→ **WHAT TO WORK ON**
Below are the records; output them exactly from the first line through the line with "TARGET = watercress leaf", stopping there.

════

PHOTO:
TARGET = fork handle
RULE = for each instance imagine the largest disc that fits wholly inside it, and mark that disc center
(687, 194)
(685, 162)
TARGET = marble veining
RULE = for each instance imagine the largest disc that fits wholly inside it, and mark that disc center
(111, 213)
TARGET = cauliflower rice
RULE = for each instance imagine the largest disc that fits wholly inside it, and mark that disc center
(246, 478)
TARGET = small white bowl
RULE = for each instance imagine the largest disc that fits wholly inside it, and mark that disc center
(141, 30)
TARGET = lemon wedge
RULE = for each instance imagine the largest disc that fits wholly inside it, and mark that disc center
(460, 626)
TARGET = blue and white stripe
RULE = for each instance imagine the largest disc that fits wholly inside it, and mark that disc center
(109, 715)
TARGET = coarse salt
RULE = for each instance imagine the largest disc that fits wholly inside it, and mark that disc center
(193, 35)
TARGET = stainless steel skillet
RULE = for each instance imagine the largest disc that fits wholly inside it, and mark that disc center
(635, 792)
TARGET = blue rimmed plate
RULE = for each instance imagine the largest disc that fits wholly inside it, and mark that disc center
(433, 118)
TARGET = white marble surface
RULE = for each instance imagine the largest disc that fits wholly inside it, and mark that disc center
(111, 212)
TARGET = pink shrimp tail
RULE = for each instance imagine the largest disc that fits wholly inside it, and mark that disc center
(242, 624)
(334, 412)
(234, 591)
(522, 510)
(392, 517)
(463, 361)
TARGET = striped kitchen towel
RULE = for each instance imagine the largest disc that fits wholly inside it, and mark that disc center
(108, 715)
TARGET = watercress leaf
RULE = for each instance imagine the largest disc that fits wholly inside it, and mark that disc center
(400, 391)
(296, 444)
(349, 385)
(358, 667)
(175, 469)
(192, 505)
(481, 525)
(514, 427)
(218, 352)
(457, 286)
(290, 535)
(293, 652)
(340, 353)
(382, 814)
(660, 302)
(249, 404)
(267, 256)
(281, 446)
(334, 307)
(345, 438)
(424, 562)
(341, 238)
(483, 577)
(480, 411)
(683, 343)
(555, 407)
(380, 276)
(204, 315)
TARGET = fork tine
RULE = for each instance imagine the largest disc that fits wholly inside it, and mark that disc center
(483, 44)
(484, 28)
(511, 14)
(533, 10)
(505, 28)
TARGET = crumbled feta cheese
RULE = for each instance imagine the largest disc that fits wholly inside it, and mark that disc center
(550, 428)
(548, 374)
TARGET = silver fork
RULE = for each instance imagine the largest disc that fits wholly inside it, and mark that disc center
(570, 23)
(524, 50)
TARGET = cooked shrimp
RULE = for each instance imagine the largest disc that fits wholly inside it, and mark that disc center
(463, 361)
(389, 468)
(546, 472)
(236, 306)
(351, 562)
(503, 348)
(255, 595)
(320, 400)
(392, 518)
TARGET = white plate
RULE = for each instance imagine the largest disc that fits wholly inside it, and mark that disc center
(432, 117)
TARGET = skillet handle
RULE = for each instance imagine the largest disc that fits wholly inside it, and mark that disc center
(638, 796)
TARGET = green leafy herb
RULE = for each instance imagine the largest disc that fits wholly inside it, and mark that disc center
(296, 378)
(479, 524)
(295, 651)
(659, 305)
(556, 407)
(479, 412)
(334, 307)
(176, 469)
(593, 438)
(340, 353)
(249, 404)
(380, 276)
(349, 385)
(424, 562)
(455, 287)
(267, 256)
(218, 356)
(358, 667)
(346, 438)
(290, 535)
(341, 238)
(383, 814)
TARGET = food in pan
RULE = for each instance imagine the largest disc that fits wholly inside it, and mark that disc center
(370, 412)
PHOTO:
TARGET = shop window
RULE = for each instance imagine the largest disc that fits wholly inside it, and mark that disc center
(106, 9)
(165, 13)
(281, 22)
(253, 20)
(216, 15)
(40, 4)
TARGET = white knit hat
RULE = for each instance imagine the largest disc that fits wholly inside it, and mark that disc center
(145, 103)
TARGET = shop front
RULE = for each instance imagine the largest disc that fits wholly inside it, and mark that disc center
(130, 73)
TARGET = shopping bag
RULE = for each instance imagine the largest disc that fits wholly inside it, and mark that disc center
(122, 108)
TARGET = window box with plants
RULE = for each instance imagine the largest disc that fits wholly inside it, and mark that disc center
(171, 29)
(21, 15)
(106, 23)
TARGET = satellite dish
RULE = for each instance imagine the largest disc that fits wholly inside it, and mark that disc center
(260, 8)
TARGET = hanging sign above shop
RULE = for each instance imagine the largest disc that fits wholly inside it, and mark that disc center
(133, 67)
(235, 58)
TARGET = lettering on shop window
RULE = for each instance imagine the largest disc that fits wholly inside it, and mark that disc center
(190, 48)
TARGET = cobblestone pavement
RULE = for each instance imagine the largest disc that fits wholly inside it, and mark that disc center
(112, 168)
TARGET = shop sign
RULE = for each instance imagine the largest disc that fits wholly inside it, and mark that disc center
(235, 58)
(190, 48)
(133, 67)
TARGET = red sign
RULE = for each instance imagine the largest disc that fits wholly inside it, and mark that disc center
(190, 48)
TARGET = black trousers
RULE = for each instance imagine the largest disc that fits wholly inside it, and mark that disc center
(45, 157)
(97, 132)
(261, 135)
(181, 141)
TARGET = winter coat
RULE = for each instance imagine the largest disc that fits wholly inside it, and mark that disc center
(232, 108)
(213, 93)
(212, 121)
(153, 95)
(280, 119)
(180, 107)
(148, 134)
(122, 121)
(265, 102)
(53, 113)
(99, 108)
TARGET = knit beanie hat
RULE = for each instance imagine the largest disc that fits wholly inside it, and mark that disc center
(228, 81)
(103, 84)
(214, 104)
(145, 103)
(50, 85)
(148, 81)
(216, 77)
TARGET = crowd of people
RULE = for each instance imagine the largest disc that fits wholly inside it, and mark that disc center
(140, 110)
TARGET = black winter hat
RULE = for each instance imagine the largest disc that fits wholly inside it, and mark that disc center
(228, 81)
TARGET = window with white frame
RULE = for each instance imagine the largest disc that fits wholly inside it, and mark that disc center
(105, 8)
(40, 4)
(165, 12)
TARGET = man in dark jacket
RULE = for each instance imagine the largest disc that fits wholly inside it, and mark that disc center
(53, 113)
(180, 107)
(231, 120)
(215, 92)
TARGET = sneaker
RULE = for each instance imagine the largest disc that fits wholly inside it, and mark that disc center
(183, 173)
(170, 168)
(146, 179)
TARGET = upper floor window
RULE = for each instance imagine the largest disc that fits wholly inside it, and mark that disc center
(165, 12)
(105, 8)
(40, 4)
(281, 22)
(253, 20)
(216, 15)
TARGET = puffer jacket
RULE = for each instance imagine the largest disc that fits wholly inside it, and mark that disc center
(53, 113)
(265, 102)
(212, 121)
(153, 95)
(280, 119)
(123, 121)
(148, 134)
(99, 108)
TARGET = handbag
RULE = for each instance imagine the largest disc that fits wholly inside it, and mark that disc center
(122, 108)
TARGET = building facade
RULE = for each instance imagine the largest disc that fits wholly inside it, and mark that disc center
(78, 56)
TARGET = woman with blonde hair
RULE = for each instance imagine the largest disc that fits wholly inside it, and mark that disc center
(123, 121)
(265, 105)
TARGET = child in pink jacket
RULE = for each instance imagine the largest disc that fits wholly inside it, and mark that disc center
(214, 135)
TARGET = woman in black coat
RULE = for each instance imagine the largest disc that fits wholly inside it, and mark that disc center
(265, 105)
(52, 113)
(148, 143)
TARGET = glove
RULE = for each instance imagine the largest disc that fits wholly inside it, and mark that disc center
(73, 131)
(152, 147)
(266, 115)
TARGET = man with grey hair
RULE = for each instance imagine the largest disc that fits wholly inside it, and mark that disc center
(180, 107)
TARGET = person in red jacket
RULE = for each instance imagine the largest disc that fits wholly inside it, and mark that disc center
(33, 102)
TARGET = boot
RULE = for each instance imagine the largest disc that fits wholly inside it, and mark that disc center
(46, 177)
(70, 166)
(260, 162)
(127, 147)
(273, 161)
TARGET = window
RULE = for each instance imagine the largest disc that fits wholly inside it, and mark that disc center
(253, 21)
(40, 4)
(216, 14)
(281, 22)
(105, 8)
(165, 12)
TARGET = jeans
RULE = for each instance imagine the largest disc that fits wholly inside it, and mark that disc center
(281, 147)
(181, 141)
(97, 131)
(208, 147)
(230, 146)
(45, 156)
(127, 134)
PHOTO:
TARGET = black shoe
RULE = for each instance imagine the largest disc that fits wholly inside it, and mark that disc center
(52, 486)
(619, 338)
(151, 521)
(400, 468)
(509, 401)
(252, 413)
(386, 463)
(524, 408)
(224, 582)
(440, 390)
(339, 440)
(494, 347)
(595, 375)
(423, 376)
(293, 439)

════

→ **SOLUTION FOR THIS PROBLEM**
PHOTO:
TARGET = fork handle
RULE = for each instance imagine the largest disc that fits wholly inside it, and mark that disc center
(687, 194)
(685, 162)
TARGET = marble veining
RULE = for each instance imagine the largest disc that fits wholly inside it, and mark that disc center
(111, 213)
TARGET = cauliflower rice
RULE = for each instance imagine the largest disc that fits wholly inside it, and mark that disc center
(246, 478)
TARGET = small white bowl
RULE = for each instance imagine the largest disc that fits wholly inside it, and mark that disc center
(141, 30)
TARGET = lemon wedge
RULE = for each instance imagine the largest disc that fits wholly inside it, and mark that disc center
(460, 626)
TARGET = blue and white stripe
RULE = for each instance imagine the largest disc that fits wholly inside it, and mark that disc center
(109, 715)
TARGET = coarse salt
RULE = for each instance imagine the largest disc that fits wholly inside it, and mark that disc center
(193, 35)
TARGET = stainless steel skillet
RULE = for each instance imagine the largest disc that fits wholly inside it, and mark that disc center
(635, 792)
TARGET = blue rimmed plate
RULE = for each instance imagine the largest disc that fits wholly inside it, and mark that disc center
(433, 118)
TARGET = white marble surface
RULE = for each instance imagine the largest disc that fits wholly inside it, and mark that disc center
(111, 212)
TARGET = pink shrimp tail
RULE = for each instance imagine the largest disc that fits wholly inside it, and mark that disc center
(242, 624)
(334, 412)
(234, 591)
(522, 510)
(392, 517)
(463, 361)
TARGET = striped kitchen towel
RULE = for each instance imagine the largest disc that fits wholly inside it, and mark that disc center
(108, 715)
TARGET = watercress leaf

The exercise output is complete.